» **MATERIAL FOR THE TASK**:

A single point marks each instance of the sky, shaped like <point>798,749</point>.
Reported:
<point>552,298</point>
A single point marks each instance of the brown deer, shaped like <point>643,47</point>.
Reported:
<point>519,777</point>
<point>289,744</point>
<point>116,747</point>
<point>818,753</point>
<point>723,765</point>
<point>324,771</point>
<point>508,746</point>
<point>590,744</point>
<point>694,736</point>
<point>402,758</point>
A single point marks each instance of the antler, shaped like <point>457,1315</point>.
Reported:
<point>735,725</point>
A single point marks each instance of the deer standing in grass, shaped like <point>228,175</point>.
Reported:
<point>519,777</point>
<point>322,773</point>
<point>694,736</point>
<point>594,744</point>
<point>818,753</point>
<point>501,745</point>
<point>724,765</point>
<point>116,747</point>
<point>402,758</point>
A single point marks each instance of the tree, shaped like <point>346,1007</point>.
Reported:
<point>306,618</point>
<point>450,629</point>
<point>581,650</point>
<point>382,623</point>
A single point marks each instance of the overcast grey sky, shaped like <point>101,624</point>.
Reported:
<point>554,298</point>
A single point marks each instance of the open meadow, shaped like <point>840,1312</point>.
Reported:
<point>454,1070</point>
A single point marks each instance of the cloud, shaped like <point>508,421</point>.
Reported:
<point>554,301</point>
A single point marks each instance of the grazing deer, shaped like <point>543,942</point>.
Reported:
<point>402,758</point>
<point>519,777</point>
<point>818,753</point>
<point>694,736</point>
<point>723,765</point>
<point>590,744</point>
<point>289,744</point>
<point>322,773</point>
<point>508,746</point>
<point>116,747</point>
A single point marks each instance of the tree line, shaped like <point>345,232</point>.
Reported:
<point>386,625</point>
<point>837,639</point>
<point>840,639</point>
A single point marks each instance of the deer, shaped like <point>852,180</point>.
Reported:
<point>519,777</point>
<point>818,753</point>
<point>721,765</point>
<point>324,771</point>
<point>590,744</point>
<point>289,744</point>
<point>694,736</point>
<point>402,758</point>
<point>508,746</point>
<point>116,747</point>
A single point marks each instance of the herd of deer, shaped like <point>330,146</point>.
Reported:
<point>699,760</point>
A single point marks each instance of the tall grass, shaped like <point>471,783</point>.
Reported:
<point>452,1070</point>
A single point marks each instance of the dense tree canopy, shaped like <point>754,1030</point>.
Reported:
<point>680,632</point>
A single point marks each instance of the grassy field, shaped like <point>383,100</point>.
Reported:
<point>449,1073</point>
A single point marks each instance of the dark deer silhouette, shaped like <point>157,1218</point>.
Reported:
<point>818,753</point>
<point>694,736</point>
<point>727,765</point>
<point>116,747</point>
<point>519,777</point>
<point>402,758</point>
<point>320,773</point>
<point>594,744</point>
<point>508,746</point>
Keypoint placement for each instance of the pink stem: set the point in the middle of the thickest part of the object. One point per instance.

» **EXERCISE DESCRIPTION**: Retype the stretch of the listing above from the line containing "A single point marks each instance of the dense" through the end of the listing, reproducing each line without any change.

» **OUTPUT BELOW**:
A single point marks each instance of the dense tree canopy, shaped like <point>754,1030</point>.
Reported:
<point>680,632</point>
A single point marks each instance of the grassy field, shaped like <point>383,100</point>.
Reported:
<point>449,1073</point>
A single point marks each instance of the dark deer silhouette, shaped like <point>157,1218</point>.
Reported:
<point>818,753</point>
<point>694,736</point>
<point>727,765</point>
<point>116,747</point>
<point>519,777</point>
<point>402,758</point>
<point>320,773</point>
<point>594,744</point>
<point>508,746</point>
Keypoint placement for each instance of the pink stem: set the point in the middle of the thickest part of the object. One point per instance.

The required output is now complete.